The exercise: Could you give every line of the entries below as a JSON list of strings, one string per line, with blank lines dropped and the pictures left out?

Provided data:

----------------

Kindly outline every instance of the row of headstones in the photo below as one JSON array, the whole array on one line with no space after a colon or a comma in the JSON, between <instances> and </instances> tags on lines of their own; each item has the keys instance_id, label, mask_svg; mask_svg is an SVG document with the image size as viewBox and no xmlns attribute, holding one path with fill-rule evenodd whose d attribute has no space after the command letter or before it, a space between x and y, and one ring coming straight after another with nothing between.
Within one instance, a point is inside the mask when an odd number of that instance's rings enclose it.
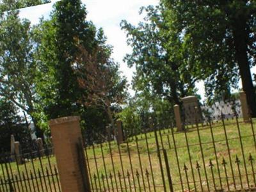
<instances>
[{"instance_id":1,"label":"row of headstones","mask_svg":"<svg viewBox=\"0 0 256 192\"><path fill-rule=\"evenodd\" d=\"M246 95L244 92L241 92L239 93L239 99L241 105L241 109L243 113L243 118L244 122L248 122L250 120L250 114L248 110L248 106L246 100ZM190 122L193 122L195 119L198 120L200 123L202 121L202 111L199 105L199 102L196 96L188 96L184 97L182 99L183 108L184 110L189 111L191 115L190 116L186 116L186 118L190 118ZM191 108L190 106L194 106ZM175 105L173 106L174 114L176 122L176 126L178 131L184 130L184 125L182 122L181 113L180 110L180 106L179 105ZM186 116L186 114L185 114Z\"/></svg>"},{"instance_id":2,"label":"row of headstones","mask_svg":"<svg viewBox=\"0 0 256 192\"><path fill-rule=\"evenodd\" d=\"M40 156L44 155L44 148L43 144L43 140L42 138L37 138L36 140L38 152L40 153ZM22 164L24 159L22 157L21 154L21 147L19 141L15 141L14 136L11 135L11 160L12 161L17 161L19 164Z\"/></svg>"}]
</instances>

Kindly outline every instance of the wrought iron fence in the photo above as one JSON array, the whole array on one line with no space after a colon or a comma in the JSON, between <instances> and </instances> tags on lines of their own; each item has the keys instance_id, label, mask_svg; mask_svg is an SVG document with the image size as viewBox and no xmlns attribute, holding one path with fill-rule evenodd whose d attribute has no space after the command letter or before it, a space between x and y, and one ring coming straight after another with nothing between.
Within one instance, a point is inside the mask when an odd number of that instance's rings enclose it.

----------------

Exercise answer:
[
  "Kindly outline every instance of the row of headstones in the photo below as one JSON array, the whole array on one line with no space after a colon or a comma in the JSON, between <instances> and </instances> tags on lines of their own; each item has the keys instance_id, label, mask_svg; mask_svg is an SVG document with the image size as viewBox and no xmlns attribute, holding one path with fill-rule evenodd whose d attribute has no space after the command letter or before it, a space between x and y, and one ring coming straight after another with nothing between.",
  "Within one instance, a point is inside the mask when an odd number of that instance's rings enclose it.",
  "<instances>",
  "[{\"instance_id\":1,\"label\":\"row of headstones\",\"mask_svg\":\"<svg viewBox=\\\"0 0 256 192\\\"><path fill-rule=\\\"evenodd\\\" d=\\\"M246 95L244 92L241 92L239 93L239 99L241 105L241 109L243 113L243 118L244 122L248 122L250 120L250 114L248 110L248 106L246 100ZM190 122L193 122L195 119L198 120L200 123L202 121L202 111L199 105L199 102L196 96L188 96L184 97L182 99L183 108L184 110L189 111L191 115L190 116L186 116L186 118L190 118ZM191 108L190 106L194 106ZM175 105L173 106L174 114L176 122L176 126L178 131L184 130L184 125L182 122L181 113L180 110L180 106L179 105ZM186 116L186 114L185 114Z\\\"/></svg>\"},{\"instance_id\":2,\"label\":\"row of headstones\",\"mask_svg\":\"<svg viewBox=\\\"0 0 256 192\\\"><path fill-rule=\\\"evenodd\\\" d=\\\"M40 156L44 155L44 148L43 144L43 140L42 138L37 138L36 140L38 152L40 153ZM22 164L24 159L22 157L21 154L21 147L19 141L15 141L14 136L11 135L11 160L12 161L17 161L19 164Z\\\"/></svg>\"}]",
  "</instances>",
  "Kindly outline every instance of the wrought iron fence in the photo above as one JSON array, the whole array on one line with no space after a colon or a comma in the JSON, between <instances> and </instances> tags on lines of their own; each item has the keys instance_id, label, mask_svg; mask_svg is an SVG document with the image size as viewBox and no xmlns attribute, holding one path with fill-rule evenodd whose d attribute has no space after the command letter or before it, a space between x and y, and one ring coming straight after another with nothing between.",
  "Within one instance, a point is inside the mask when an odd number of that instance's rings enclose it."
]